[What the task asks]:
Answer these questions from the passage on the Securities Purchase Agreement and the Pre-Funded Warrant.
(a) What is the exercise price per share under the Pre-Funded Warrant?
(b) When does the Pre-Funded Warrant become exercisable?
(c) Are investors who are not parties to the Securities Purchase Agreement third-party beneficiaries under it?

The Securities Purchase Agreement contains certain representations, warranties, and covenants for the benefit of the parties to the Securities Purchase Agreement and should not be relied upon by any of our investors who are not parties to Securities Purchase Agreement, nor should any such investor rely upon any descriptions thereof as characterizations of the actual state of facts or condition. Such investors are not third-party beneficiaries under the Securities Purchase Agreement.

Pre-Funded Warrant

Pursuant to the Securities Purchase Agreement, the Company will issue the Pre-Funded Warrant to the Investor. The Pre-Funded Warrant entitles the Investor to purchase shares of Common Stock at an exercise price equal to $0.01 per share. The Pre-Funded Warrant will be exercisable at any time beginning on the date of issuance. The number of shares of the Company’s Common Stock issuable upon exercise of the Pre-Funded Warrant is subject to adjustment upon certain corporate events, including certain stock dividends and splits, combinations, reclassifications, and certain other events.

The Investor may exercise the Pre-Funded Warrant by delivering an exercise notice, completed and duly signed, and payment in cash of the exercise price for the number of shares of the Company’s Common Stock for which the Pre-Funded Warrant is being exercised. The Investor may also satisfy its obligation to pay the exercise price through a "cashless exercise," in which the Investor receives the net value of the Pre-Funded Warrant in shares of Common Stock determined according to the formula set forth in the Pre-Funded Warrant.

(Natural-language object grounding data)
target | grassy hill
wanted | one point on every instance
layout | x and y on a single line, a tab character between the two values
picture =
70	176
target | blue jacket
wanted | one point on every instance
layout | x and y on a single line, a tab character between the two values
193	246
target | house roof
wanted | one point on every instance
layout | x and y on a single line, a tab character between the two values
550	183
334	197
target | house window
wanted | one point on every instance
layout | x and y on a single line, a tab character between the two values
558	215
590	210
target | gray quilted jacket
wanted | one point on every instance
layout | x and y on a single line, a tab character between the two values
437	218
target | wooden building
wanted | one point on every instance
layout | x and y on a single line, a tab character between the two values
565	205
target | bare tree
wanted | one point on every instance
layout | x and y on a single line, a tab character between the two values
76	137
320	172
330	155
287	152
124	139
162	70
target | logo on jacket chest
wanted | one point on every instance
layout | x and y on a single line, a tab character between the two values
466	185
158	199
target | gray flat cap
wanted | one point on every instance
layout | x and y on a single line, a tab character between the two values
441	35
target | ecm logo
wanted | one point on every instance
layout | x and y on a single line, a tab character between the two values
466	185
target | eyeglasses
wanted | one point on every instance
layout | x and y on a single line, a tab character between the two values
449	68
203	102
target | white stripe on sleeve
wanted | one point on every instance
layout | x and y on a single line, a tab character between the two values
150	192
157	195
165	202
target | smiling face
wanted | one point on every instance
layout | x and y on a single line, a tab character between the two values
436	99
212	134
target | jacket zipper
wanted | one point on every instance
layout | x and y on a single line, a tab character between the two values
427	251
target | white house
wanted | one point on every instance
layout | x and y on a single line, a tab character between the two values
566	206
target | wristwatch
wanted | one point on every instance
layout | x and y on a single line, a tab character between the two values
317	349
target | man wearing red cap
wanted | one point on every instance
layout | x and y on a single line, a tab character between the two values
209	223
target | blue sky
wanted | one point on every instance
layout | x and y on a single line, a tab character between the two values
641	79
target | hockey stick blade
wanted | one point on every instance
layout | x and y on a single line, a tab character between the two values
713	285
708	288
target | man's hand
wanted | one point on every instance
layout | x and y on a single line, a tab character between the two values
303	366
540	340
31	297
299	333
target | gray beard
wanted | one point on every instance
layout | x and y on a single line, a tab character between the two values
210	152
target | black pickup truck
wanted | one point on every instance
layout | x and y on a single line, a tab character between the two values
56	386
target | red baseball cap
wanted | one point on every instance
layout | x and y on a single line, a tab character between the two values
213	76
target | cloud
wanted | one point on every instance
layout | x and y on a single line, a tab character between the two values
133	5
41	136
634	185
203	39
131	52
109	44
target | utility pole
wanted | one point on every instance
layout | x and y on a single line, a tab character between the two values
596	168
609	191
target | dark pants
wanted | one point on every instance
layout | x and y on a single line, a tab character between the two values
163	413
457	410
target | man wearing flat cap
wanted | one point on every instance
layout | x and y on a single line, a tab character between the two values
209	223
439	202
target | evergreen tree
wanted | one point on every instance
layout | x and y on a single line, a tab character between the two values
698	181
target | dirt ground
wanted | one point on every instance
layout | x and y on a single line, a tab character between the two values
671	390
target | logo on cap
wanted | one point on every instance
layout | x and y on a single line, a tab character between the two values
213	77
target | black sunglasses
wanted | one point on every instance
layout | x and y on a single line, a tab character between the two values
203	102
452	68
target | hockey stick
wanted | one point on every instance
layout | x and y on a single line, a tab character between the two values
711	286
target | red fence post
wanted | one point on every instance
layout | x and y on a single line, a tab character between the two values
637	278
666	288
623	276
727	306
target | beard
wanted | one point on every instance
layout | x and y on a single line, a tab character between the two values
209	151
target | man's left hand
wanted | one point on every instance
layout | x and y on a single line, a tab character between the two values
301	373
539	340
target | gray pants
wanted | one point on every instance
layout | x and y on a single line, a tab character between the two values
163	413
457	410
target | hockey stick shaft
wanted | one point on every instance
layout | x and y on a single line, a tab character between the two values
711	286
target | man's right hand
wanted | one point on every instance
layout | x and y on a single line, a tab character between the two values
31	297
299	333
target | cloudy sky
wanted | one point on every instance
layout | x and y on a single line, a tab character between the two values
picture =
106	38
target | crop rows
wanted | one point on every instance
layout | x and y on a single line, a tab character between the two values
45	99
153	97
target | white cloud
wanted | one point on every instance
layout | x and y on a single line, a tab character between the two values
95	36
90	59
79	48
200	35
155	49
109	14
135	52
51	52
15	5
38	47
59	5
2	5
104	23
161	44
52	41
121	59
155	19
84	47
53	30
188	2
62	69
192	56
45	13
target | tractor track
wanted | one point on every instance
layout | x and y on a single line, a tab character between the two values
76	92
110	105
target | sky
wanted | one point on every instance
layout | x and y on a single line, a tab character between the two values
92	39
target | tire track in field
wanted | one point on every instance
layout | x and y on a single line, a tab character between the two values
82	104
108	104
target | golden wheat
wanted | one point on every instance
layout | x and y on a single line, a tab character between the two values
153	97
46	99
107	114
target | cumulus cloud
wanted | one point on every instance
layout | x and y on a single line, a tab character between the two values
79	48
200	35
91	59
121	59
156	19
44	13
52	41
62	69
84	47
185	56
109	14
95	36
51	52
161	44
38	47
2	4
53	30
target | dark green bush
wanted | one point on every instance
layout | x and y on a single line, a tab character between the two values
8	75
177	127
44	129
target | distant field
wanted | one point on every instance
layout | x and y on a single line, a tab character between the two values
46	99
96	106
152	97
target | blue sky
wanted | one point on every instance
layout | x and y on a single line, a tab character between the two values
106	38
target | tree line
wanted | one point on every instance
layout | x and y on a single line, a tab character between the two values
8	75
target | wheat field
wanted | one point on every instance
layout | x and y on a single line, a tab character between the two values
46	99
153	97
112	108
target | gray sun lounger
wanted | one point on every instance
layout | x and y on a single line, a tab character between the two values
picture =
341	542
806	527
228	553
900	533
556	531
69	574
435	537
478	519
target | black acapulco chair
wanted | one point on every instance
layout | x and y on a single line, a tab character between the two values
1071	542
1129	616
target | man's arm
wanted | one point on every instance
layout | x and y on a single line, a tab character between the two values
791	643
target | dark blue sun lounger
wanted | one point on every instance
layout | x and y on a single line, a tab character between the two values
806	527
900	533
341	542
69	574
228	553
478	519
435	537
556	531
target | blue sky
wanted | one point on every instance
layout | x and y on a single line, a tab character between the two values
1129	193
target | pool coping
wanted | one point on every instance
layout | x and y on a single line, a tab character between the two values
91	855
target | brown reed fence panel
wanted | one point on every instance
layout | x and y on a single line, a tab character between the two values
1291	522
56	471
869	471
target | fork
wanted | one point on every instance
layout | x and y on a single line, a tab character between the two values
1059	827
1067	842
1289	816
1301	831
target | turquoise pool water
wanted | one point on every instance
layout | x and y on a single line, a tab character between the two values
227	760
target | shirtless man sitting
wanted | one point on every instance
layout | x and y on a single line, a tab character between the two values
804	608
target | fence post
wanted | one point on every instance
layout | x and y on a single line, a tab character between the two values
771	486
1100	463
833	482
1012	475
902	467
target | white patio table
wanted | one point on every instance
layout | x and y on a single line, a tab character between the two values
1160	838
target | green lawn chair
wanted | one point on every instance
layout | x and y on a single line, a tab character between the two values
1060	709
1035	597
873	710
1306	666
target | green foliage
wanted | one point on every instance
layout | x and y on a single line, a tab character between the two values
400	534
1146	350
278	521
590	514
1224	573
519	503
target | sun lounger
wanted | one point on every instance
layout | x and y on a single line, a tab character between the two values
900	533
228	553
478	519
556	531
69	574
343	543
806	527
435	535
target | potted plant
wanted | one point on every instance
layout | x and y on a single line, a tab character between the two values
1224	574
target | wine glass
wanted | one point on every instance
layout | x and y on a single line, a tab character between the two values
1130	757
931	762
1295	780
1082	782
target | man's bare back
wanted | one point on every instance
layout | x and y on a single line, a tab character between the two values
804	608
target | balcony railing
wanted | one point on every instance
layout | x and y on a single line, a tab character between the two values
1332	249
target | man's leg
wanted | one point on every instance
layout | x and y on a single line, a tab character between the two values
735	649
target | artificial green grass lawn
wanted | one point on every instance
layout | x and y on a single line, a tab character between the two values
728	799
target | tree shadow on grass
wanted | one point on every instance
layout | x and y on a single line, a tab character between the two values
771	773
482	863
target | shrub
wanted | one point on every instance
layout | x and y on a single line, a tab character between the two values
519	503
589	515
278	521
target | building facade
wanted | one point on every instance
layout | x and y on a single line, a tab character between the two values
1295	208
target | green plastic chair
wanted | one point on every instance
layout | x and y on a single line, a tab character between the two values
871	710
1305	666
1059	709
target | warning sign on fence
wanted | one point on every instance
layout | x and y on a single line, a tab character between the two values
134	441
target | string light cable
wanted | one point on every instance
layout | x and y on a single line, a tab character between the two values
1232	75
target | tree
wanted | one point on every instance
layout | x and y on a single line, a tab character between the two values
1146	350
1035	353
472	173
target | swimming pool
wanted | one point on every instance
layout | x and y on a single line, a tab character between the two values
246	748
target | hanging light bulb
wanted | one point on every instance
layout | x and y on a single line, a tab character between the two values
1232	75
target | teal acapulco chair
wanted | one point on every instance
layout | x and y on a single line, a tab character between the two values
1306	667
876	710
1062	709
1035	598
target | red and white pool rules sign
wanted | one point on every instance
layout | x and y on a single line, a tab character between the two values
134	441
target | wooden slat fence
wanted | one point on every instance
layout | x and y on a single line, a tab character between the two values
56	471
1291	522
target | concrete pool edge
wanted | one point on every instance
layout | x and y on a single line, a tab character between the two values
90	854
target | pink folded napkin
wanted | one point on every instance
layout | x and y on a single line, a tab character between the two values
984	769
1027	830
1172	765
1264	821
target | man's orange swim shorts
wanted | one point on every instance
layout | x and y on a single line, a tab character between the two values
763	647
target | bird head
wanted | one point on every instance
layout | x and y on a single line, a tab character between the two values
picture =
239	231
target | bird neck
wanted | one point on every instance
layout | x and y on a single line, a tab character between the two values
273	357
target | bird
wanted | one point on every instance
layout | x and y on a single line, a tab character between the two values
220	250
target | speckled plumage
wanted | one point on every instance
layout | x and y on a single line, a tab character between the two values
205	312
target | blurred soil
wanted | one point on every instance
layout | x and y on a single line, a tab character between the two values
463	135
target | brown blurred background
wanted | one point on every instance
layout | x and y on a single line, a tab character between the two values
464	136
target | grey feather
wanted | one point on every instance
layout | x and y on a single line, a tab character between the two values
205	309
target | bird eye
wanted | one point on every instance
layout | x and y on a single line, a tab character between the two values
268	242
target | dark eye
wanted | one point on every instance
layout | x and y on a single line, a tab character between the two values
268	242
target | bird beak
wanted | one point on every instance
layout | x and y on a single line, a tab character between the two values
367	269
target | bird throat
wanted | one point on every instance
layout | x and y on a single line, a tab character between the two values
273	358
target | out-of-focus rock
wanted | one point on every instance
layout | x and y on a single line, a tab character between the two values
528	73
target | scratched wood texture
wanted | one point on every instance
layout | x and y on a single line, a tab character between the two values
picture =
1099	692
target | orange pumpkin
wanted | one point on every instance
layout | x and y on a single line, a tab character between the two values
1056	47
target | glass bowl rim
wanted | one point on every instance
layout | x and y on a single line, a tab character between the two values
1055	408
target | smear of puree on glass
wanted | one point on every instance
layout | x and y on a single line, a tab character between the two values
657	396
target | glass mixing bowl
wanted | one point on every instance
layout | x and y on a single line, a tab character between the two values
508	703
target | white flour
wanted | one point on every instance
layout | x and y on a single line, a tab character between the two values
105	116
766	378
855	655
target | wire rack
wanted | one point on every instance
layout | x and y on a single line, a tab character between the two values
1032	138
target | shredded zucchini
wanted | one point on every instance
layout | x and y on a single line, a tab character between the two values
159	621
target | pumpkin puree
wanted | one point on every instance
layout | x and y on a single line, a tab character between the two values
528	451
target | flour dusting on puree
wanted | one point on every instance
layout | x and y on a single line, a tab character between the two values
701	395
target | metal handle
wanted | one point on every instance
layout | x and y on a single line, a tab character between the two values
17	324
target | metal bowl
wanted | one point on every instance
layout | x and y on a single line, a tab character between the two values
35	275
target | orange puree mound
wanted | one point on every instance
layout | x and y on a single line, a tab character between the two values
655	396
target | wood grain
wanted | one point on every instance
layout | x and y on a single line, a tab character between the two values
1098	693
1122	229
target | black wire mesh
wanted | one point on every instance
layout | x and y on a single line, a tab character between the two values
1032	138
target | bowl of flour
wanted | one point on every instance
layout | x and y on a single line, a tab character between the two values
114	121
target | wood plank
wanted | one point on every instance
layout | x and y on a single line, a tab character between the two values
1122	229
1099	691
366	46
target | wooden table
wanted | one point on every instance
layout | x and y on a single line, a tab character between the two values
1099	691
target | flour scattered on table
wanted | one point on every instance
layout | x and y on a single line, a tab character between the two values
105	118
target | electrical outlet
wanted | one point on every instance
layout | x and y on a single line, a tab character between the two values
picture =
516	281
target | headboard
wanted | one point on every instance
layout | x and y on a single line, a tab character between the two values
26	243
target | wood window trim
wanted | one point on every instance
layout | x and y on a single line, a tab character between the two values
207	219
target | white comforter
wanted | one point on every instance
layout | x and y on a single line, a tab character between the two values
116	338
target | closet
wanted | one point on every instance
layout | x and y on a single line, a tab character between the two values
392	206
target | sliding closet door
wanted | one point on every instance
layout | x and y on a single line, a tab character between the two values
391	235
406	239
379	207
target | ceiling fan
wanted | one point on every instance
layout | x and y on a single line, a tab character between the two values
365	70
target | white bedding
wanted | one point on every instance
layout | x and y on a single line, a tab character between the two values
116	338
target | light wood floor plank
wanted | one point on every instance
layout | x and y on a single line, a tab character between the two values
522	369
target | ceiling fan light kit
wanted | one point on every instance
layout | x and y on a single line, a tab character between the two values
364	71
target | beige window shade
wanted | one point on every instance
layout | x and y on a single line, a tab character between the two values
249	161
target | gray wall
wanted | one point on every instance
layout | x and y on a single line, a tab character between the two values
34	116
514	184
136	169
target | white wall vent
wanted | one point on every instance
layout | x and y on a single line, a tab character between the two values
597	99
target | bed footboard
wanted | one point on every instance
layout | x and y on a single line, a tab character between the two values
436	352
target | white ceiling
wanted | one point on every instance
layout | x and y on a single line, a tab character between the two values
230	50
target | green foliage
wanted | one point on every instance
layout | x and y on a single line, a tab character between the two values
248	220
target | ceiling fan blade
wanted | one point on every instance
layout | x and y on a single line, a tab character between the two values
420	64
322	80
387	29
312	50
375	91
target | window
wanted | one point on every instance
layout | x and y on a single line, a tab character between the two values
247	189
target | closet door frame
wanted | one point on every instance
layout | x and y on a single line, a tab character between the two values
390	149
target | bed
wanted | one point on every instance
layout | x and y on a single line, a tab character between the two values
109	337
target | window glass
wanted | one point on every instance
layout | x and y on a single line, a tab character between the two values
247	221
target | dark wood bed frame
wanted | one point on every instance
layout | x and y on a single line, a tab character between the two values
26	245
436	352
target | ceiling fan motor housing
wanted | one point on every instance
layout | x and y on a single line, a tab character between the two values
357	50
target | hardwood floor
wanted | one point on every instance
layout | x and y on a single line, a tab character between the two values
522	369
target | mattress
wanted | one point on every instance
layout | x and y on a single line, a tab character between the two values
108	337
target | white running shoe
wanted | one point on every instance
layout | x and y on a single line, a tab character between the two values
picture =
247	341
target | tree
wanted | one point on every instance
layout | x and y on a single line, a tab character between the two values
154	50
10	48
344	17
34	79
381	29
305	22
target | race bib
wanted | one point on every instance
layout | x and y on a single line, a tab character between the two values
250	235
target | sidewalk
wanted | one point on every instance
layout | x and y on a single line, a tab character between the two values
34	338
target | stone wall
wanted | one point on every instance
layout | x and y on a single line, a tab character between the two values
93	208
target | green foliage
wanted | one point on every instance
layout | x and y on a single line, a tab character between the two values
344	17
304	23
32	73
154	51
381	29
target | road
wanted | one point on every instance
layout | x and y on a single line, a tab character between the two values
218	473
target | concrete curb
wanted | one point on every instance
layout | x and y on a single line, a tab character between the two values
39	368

[The answer]:
(a) $0.01 per share.
(b) At any time beginning on the date of issuance.
(c) No, they are not third-party beneficiaries under the Securities Purchase Agreement.